[WRITTEN INSTRUCTION A]
Reproduce the opinion piece on the Soleimani killing from "Editor's note: Tom" up to and including "a familiar nostalgia.".

◇ ◇ ◇

Editor's note: Tom Fowdy is a British political and international relations analyst and a graduate of Durham and Oxford universities. He writes on topics pertaining to China, the DPRK, Britain and the U.S. The article reflects the author's opinions and not necessarily the views of CGTN.
We have recently entered a new decade, but those watching coverage of events in the Middle East will be met instead with a familiar nostalgia.
As the United States assassinated Iranian general Qasem Soleimani, authorities in Washington have rushed to justify the illegal killing as a pre-emptive measure of self-defense, conducted out of necessity to stop what they claim was a decisive series of terror attacks against American diplomats and personnel stationed in the Middle East. Mike Pence rushed to link the deceased general to the organizers of 9/11, whilst Trump claimed the move would "prevent a war" and Pompeo professed the U.S. was "committed to de-escalation."
The same old themes continue to repeat themselves again and again; the hyperinflation and outright fabrication of a terrorist threat in order to justify aggressive action in the Middle East under the mantle of "self-defence".
However, those wise to the strategies of American foreign policy will recognize that the country has long used this playbook to pursue war and sustain public consent for it. With the rules of the international system strongly against aggressors in this point of history, the justification for war has to be pursued under a façade: that there is "no other way" and thus "war is peace". A new era opens up with the same old deception, an exaggerated and whimsical terrorist bogeyman.
The 20th century was a period of drastic change in the rules and norms of warfare. The days of European powers casually invading each other and using warfare as an open tool of statecraft are long over. World Wars I and II illustrated the disastrous cost of unbridled aggression and heralded in an international order which outlawed the use of force for every purpose except self-defense.
This shift raised the stakes for states to justify the pursuit of war; it can no longer be a convenient dispute resolution: It must be a necessary and last resort.
Major General Qasem Soleimani, commander of Iran's Quds forces, was thought to have controlled Iran's foreign policy in much of the Middle East. /AP Photo
Major General Qasem Soleimani, commander of Iran's Quds forces, was thought to have controlled Iran's foreign policy in much of the Middle East. /AP Photo
Of course, the moral incentives against war do not take away the structural factors and interests which create it. As a result has led contemporary states to resort to deception in order to justify conflict. The tactics they use are the misleading presentation of offensive action as "defensive action," be it against the country in question, or on an alleged concern for the lives of civilians and under the mantle of a "humanitarian intervention."
Never has this been more relevant to the country that wages more wars and engages in more military activity than any country on earth, the United States.

◇ ◇ ◇

[WRITTEN INSTRUCTION B]
Rewrite the rows from the line with "Target: backpack" through the final row, changing "green foliage" to "green leaves" and leaving everything else unchanged.

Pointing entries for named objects

◇ ◇ ◇

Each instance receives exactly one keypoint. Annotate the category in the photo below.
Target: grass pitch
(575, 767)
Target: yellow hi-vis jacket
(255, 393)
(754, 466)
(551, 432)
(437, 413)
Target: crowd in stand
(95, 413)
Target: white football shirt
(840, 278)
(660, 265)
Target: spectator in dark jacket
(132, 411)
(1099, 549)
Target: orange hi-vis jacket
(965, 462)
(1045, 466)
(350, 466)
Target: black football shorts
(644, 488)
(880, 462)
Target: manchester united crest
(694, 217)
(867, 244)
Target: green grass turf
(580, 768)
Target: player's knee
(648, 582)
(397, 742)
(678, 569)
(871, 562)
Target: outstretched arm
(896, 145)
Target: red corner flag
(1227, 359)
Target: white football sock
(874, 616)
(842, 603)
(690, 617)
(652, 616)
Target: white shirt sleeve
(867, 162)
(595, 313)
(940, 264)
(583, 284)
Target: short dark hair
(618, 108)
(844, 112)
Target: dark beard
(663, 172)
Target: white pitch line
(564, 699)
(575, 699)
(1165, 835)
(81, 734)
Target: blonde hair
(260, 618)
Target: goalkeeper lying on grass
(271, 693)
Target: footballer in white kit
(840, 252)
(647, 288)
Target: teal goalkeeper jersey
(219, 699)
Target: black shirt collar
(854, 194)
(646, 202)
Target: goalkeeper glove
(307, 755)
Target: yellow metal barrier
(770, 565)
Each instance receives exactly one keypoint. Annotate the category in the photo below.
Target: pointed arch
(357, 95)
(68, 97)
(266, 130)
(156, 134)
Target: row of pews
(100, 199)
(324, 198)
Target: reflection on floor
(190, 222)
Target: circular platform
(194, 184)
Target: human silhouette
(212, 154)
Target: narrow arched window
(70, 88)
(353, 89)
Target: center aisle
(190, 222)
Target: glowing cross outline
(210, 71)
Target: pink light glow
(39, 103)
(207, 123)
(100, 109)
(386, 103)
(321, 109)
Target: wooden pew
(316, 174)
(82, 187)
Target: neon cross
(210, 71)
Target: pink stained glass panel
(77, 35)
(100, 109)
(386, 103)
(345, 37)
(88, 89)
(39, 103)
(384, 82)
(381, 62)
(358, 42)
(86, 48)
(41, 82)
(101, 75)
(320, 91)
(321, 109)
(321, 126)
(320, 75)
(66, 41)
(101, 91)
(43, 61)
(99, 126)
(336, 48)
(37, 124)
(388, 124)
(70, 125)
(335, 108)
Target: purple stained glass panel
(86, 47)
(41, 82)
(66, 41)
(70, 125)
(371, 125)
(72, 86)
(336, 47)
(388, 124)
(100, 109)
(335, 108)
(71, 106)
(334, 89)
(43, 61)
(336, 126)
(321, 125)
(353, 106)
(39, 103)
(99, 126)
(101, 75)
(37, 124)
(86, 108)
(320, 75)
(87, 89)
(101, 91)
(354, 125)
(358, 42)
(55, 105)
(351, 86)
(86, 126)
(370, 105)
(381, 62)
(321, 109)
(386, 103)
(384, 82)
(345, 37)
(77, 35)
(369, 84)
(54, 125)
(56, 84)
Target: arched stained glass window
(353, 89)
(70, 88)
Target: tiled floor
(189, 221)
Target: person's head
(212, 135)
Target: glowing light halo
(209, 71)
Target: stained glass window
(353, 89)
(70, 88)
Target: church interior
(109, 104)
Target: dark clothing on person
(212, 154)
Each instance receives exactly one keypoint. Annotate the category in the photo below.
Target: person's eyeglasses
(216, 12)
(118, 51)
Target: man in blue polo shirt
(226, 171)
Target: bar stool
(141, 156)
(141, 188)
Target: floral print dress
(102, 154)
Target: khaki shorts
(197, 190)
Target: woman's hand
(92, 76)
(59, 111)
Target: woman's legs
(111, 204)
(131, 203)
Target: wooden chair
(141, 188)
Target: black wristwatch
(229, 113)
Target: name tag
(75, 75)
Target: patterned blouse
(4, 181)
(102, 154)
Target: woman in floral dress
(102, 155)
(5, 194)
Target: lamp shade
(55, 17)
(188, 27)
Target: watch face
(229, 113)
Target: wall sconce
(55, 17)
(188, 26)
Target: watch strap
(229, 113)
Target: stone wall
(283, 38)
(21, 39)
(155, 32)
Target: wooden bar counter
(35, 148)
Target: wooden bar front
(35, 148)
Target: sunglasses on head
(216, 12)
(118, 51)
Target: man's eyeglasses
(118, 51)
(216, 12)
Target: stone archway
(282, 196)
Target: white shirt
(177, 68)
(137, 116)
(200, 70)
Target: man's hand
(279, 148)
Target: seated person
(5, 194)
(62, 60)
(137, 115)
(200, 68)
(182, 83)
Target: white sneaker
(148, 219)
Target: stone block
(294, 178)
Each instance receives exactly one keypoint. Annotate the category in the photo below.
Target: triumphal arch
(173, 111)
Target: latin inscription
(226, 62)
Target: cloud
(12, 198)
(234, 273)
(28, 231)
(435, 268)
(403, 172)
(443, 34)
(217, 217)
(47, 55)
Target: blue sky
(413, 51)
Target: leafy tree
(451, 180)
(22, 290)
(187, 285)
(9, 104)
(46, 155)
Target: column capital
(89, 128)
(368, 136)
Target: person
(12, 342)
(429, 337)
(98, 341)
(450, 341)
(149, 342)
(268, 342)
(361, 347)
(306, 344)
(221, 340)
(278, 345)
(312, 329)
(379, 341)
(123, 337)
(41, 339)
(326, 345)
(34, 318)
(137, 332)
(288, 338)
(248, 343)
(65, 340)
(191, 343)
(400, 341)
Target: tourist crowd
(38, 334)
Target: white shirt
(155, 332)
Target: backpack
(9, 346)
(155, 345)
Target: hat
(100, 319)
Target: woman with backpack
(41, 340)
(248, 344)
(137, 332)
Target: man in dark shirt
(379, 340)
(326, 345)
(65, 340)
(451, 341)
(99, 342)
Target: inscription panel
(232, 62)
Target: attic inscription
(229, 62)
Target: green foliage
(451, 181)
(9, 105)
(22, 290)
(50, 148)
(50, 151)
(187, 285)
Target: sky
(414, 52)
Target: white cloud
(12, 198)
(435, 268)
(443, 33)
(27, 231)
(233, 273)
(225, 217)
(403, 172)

◇ ◇ ◇

[EXERCISE ANSWER A]
Editor's note: Tom Fowdy is a British political and international relations analyst and a graduate of Durham and Oxford universities. He writes on topics pertaining to China, the DPRK, Britain and the U.S. The article reflects the author's opinions and not necessarily the views of CGTN.
We have recently entered a new decade, but those watching coverage of events in the Middle East will be met instead with a familiar nostalgia.

[EXERCISE ANSWER B]
Target: backpack
(9, 346)
(155, 345)
Target: hat
(100, 319)
Target: woman with backpack
(41, 340)
(248, 344)
(137, 332)
Target: man in dark shirt
(379, 340)
(326, 345)
(65, 340)
(451, 341)
(99, 342)
Target: inscription panel
(232, 62)
Target: attic inscription
(229, 62)
Target: green leaves
(451, 181)
(9, 105)
(22, 290)
(50, 148)
(50, 151)
(187, 285)
Target: sky
(414, 52)
Target: white cloud
(12, 198)
(435, 268)
(443, 33)
(27, 231)
(233, 273)
(225, 217)
(403, 172)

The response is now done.